§ Material for this task
** START **
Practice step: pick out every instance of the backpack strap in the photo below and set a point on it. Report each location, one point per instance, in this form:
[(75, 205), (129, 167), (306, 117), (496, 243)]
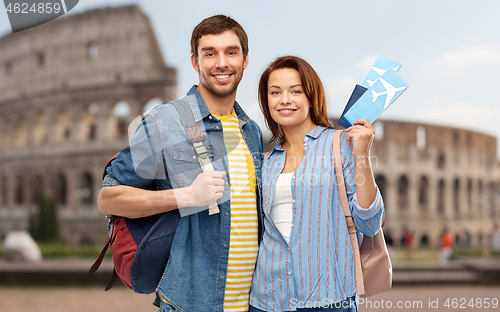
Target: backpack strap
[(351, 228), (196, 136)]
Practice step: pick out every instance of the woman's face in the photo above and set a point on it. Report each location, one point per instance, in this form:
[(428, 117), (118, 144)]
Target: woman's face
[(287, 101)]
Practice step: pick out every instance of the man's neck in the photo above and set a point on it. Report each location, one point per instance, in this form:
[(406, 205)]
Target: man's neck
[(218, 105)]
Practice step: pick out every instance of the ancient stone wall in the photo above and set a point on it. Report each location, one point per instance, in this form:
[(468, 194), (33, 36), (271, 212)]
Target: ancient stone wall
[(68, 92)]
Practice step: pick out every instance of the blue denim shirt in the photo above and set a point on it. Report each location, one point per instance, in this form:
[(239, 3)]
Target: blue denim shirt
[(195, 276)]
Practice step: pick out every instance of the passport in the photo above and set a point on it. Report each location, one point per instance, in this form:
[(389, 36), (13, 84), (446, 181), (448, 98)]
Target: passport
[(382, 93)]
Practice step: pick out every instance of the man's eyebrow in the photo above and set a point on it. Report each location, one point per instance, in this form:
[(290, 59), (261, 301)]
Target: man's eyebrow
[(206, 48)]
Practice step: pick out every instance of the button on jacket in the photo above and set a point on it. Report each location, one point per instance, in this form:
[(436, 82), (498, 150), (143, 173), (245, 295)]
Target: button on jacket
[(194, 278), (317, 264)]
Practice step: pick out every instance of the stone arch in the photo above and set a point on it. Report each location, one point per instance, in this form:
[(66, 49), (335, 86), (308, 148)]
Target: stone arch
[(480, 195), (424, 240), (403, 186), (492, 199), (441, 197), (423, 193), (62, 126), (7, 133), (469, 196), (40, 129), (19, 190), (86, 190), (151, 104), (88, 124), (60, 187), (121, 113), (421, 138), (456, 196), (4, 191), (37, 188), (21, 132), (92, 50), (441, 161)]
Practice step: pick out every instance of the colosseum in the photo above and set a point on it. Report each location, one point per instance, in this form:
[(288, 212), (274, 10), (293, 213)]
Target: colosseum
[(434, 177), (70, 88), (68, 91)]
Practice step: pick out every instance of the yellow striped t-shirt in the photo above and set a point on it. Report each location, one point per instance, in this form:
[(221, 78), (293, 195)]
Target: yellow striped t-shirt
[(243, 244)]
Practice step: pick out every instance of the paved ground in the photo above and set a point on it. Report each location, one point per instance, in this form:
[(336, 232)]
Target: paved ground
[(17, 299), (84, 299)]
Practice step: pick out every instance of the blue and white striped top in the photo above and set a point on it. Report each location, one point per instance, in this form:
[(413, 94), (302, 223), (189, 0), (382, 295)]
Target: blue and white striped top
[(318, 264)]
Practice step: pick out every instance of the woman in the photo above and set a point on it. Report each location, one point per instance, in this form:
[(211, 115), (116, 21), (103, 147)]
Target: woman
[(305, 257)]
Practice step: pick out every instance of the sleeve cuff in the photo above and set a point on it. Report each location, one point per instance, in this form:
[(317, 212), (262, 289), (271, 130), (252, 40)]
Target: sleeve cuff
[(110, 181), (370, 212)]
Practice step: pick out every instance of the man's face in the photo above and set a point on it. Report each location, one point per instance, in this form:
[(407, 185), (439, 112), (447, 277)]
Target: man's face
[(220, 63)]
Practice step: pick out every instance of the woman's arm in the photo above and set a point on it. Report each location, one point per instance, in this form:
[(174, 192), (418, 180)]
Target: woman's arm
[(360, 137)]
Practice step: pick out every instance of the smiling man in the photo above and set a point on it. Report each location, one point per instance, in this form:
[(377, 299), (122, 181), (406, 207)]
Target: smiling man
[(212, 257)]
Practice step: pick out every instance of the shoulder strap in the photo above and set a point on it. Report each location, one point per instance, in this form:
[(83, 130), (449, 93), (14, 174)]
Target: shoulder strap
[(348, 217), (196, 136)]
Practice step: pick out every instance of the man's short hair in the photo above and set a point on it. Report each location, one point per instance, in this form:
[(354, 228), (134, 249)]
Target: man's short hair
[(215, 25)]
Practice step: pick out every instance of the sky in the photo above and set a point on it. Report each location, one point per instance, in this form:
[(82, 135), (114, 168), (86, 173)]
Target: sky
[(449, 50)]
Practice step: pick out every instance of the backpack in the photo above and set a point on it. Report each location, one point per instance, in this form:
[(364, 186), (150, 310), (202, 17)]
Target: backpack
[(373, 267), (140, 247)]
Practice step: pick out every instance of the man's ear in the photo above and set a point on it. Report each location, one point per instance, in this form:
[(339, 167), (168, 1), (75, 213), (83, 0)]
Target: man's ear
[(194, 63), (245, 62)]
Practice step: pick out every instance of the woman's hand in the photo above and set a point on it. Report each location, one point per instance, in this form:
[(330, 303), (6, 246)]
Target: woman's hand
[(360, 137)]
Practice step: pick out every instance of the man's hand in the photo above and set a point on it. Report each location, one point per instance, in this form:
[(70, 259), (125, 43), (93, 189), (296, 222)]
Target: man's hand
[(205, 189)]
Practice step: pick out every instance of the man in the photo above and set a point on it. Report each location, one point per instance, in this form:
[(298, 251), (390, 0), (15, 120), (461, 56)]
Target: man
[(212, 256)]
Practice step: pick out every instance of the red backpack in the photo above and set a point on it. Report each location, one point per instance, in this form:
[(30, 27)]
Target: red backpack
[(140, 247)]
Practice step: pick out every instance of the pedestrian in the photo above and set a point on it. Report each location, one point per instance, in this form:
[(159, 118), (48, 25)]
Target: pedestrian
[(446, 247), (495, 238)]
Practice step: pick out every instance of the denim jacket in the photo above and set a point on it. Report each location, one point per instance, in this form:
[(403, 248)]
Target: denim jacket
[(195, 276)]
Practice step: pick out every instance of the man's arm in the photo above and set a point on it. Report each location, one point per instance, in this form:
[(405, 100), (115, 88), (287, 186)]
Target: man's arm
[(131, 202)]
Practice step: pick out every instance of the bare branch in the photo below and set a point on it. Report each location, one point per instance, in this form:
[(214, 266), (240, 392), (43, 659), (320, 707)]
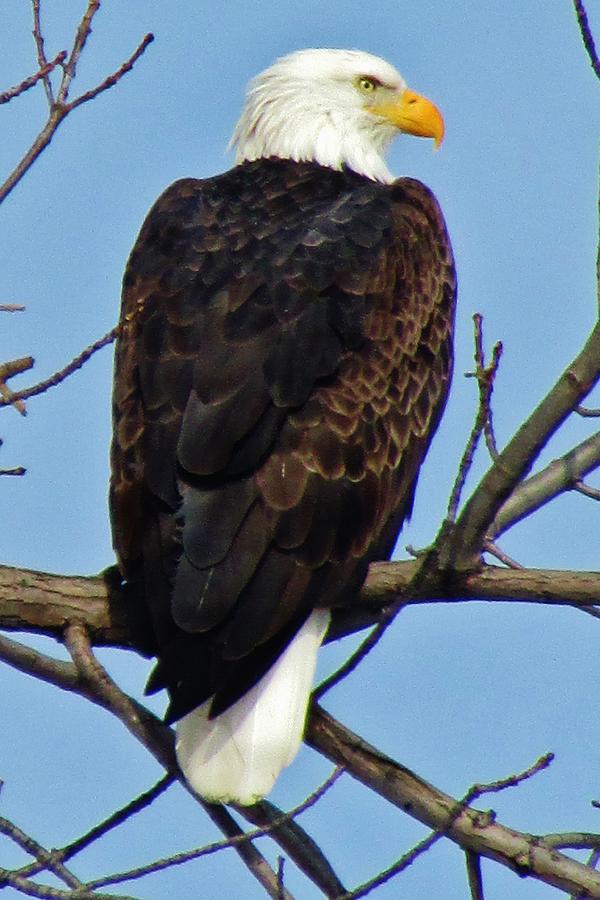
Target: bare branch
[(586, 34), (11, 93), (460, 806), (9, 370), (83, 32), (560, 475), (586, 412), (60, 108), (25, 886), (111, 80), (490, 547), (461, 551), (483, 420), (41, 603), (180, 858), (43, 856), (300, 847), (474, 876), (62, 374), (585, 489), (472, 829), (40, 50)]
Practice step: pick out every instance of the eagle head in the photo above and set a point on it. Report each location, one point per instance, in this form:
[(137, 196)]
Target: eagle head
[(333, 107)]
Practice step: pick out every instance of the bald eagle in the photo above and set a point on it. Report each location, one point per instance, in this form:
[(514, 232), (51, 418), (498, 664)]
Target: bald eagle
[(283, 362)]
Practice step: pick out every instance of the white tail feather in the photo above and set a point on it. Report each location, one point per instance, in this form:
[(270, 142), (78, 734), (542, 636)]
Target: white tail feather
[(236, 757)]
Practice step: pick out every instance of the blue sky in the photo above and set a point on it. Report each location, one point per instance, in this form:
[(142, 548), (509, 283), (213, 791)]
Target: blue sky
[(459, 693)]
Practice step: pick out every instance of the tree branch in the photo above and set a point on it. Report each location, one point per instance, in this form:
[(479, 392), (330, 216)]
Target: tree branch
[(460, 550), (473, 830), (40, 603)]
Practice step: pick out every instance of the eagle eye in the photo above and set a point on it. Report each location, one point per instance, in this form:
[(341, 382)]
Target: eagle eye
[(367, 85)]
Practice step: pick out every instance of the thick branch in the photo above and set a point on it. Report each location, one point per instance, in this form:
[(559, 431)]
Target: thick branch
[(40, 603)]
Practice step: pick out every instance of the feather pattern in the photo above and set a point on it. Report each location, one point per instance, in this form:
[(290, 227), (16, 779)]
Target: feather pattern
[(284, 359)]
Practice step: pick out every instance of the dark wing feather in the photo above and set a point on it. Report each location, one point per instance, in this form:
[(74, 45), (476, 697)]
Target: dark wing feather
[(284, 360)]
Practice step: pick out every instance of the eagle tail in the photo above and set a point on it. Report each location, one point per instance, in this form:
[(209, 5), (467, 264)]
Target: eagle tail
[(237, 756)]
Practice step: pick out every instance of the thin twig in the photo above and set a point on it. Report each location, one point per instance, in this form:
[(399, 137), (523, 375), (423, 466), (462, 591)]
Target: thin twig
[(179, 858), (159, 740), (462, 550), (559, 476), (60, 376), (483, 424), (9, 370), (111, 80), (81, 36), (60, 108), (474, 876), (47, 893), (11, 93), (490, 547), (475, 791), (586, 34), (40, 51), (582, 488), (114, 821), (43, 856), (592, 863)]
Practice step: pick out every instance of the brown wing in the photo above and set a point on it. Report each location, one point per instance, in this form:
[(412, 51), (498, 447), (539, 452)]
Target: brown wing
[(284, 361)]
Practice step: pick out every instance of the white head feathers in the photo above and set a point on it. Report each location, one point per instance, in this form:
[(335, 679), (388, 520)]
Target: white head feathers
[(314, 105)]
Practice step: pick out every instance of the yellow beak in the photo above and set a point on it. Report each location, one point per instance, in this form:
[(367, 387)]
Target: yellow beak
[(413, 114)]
** END **
§ Stated exercise
Reproduce the lines of the listing from the line with "Practice step: pick out every instance of the man's short" to the line with "[(449, 50)]", both included, without changing a single character.

§ Task answer
Practice step: pick out every instance of the man's short hair in the photo above and set a point on it. Report each location, one point per instance, in this form:
[(354, 228), (134, 249)]
Target: man's short hair
[(215, 25)]
Practice step: pick out every instance of the sky in the photo above and set a point on it. Report each location, one point per instance, in this form:
[(82, 135), (114, 168), (86, 173)]
Target: sky
[(449, 50)]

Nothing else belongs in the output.